> **DOCUMENT SECTION**:
First Time Linux

The final hours of the Dell Inspiron 510m

picture of laptop

Those were fun times.

But they inevitably come to an end, and for this faithful laptop, which put up with many a long night of hard work, the end came rather suddenly.

Sudden failure

After four and a half years and many linux distributions, one day it was just too much and as I was in the next room, the laptop just shut itself down. Maybe a protection against high temperature? Maybe defect RAM? Of course it looked bad, but it certainly didn't look fatal. When I tried to switch it back on, it complained about the amount of memory having changed, and then refused to boot. Not good.

So somehow I managed to get it to boot again, and figured I should boot it into safe mode to rescue the important files. It didn't help that this was the day before some files needed to be handed over and cleverly the only place these files existed was on the laptop. It also didn't help that from Mandriva's safe mode, it couldn't mount the USB thumbdrive any more because apparently some required service wasn't running, and it couldn't access the network either - so I could see the files but I couldn't copy them anywhere!

The answer, as it often is, is to use Knoppix. I had an old live CD so I booted Knoppix into safe mode, plugged in the USB stick and copied the files across. Bacon saved. It later turned out that Mandriva's safe mode could have handled the USB stick if it had been plugged in before booting, but I didn't know that. I didn't find a way in Mandriva's safe mode to detect and mount the USB stick after it was plugged in, maybe something vital wasn't running in safe mode. Anyway. Files rescued, panic over.

Temporary reprieve

Figuring out that the problem might have something to do with the RAM (maybe it overheated and damaged the RAM? Maybe the RAM chips just got old?), I took out the 256 MB stick from the base of the laptop, and tried to reboot. Of course it complained about the size of memory having changed, but at least it now booted all the way into X again. Relief! So all I had to do was replace the RAM! Sounds easy.

I bought another 512 MB stick from Arlt and plugged it in, major relief as it recognised all 1 GB RAM and appeared to run fine again, if perhaps a little hotter than before? I'm not sure. Anyway, it appeared to run fine but after about 2 hours it gave up and without warning shut itself down again. Not good.

Declining health

After trying various ways to bring it back to its former fitness, it settled into the following pattern. It could be persuaded to boot, and would run for a certain time (initially an hour or two, steadily reducing) until it shut itself down. Subsequent attempts to boot it would do absolutely nothing at all. Then I would disconnect the battery, disconnect power, open the RAM hatch, pop the lever and take out one of the two sticks of RAM. I'd wait a few seconds and then replace the RAM stick, close the cover and reconnect power, and press the on button. Then, it would boot to an error screen complaining about the system memory, and then freeze. Holding the power button would shut it off, and pressing it again would start it up again into a second error message, complaining about "Memory write/read failure at ...", and advising that it was "Decreasing available memory". At this point, pressing F1 to continue would lead to a normal boot process. But of course it would need to scan the drives because they hadn't been cleanly unmounted.

> **WORK TO DO**:
**1)** Set down the passage of the laptop account from "picture of laptop" up to and including "came rather suddenly.".
**2)** According to the laptop account, why could the important files not be copied off the machine from Mandriva's safe mode? Answer in one to three sentences.
**3)** In the laptop account's description of the pattern the machine settled into, what actions are carried out after a failed boot attempt, up to and including taking out a stick of RAM?

Coordinate annotation entries
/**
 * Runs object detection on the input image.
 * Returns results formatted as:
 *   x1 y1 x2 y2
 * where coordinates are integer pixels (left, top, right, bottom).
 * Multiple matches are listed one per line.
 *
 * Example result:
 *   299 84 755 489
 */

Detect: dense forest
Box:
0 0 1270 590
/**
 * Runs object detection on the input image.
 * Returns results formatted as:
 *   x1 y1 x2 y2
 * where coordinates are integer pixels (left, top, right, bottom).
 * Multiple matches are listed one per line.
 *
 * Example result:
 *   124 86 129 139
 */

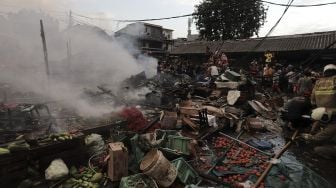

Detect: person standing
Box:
301 64 336 159
298 71 313 97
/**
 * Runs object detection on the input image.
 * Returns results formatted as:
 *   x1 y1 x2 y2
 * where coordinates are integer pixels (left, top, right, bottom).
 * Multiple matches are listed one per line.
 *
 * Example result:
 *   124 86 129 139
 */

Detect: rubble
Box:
0 66 329 188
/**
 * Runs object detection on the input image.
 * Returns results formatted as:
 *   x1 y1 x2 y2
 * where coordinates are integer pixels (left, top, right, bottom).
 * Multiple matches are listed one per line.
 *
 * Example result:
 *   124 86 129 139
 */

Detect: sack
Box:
45 159 69 180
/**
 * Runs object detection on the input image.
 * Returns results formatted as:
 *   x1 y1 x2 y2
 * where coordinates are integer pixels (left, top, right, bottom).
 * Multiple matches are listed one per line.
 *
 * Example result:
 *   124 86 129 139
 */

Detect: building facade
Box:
115 22 173 56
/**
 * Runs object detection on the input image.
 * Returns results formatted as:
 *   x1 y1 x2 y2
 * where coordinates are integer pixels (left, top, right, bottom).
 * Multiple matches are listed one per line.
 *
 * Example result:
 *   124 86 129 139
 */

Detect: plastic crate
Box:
172 158 201 185
119 174 158 188
166 135 191 155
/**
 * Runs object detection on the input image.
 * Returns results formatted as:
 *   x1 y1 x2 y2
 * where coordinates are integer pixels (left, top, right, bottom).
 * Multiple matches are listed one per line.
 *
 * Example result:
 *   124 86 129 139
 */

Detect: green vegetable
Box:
18 179 33 188
90 172 103 183
8 142 29 151
69 166 78 176
0 148 10 155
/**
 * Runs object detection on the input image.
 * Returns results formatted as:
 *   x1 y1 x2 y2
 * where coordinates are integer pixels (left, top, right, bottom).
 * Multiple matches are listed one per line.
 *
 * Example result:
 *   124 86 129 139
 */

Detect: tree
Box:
194 0 266 41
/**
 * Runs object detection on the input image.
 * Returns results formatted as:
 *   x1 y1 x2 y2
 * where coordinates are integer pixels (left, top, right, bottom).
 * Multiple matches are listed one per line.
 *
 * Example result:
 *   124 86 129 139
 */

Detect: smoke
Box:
0 9 157 116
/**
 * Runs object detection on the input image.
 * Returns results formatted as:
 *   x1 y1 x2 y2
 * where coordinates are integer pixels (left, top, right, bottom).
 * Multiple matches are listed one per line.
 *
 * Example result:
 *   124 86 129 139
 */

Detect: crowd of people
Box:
249 60 320 96
158 53 336 159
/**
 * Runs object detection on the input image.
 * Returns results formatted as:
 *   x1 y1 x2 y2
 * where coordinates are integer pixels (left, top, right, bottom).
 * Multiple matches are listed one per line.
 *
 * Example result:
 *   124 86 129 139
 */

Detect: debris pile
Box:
0 70 329 188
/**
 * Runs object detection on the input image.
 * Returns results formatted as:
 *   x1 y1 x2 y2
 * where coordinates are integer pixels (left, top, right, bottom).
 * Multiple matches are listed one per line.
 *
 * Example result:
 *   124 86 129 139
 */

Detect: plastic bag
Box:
45 159 69 180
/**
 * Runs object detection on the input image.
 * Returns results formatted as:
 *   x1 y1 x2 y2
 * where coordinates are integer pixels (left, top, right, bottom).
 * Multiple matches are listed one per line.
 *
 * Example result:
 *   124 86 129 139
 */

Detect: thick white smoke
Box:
0 9 157 116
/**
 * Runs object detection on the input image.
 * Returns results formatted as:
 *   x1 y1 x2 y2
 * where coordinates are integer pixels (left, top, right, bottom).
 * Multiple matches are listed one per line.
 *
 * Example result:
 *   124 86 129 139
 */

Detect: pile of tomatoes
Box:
214 137 269 188
214 137 233 148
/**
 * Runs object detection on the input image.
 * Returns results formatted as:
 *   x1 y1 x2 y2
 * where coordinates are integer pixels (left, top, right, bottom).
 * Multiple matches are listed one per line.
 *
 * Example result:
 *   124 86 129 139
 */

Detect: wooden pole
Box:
40 20 50 83
252 130 299 188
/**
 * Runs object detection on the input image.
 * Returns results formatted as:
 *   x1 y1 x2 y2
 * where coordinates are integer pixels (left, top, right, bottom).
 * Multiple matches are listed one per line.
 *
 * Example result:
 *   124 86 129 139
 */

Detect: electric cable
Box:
261 1 336 8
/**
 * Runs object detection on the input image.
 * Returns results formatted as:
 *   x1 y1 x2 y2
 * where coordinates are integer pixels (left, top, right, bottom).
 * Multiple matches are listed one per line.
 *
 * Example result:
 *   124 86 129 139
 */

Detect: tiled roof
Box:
172 31 336 55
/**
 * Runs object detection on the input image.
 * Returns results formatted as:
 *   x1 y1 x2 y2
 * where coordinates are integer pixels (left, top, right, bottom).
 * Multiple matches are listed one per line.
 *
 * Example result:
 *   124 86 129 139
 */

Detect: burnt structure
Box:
115 22 173 55
172 31 336 66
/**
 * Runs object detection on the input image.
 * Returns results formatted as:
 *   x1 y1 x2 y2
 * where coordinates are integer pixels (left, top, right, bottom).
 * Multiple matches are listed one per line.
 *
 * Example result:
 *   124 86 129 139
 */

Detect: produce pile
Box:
211 136 270 187
63 167 106 188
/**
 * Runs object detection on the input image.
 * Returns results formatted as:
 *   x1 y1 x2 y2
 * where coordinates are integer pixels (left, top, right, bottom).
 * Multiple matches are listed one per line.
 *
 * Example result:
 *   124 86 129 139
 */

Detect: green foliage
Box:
194 0 267 41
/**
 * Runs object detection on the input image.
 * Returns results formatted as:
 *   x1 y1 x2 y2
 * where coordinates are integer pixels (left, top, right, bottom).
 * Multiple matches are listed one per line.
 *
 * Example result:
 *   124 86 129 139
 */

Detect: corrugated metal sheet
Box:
172 31 336 55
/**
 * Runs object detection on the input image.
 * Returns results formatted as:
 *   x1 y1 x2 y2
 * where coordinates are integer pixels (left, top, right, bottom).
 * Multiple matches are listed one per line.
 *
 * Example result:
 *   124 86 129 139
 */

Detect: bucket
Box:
140 149 177 187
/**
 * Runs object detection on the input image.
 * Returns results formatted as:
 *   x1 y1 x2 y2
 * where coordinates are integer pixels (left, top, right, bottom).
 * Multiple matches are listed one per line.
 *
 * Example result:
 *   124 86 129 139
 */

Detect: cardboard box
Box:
107 142 128 181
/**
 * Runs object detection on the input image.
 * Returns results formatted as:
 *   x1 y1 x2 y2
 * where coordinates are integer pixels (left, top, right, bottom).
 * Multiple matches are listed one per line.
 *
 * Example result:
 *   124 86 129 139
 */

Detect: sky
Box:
0 0 336 38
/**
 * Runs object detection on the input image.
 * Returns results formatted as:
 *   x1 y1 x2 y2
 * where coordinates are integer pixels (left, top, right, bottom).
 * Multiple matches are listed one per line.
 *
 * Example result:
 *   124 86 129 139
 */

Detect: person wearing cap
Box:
301 64 336 159
298 71 313 97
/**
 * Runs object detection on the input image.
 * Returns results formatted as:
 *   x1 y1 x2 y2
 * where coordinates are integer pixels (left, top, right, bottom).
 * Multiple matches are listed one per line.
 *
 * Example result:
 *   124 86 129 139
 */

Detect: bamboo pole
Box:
252 130 299 188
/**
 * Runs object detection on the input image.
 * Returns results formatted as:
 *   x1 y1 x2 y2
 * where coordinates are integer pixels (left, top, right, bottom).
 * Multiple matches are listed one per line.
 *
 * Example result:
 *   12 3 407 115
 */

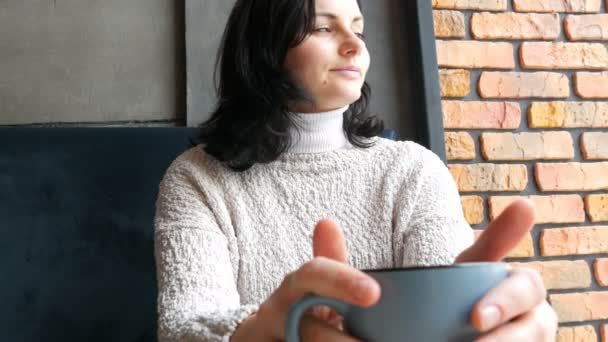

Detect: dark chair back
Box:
0 128 194 342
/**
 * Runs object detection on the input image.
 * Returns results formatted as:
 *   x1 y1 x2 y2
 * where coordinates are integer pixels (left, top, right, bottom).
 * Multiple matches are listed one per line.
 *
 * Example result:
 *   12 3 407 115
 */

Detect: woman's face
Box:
285 0 370 112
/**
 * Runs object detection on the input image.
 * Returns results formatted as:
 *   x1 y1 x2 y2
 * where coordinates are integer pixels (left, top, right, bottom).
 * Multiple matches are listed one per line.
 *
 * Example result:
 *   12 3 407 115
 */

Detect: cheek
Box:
361 49 371 79
285 46 327 86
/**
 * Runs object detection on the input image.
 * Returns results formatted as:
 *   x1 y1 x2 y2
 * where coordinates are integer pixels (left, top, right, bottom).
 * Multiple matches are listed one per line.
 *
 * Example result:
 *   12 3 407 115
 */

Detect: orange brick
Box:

> **SOLUTION SET**:
**1)**
picture of laptop

Those were fun times.

But they inevitably come to an end, and for this faithful laptop, which put up with many a long night of hard work, the end came rather suddenly.

**2)** In Mandriva's safe mode the laptop could not mount the USB thumbdrive, apparently because some required service wasn't running. It could not access the network either, so the files were visible but could not be copied anywhere.

**3)**
1. Disconnect the battery
2. Disconnect power
3. Open the RAM hatch
4. Pop the lever
5. Take out one of the two sticks of RAM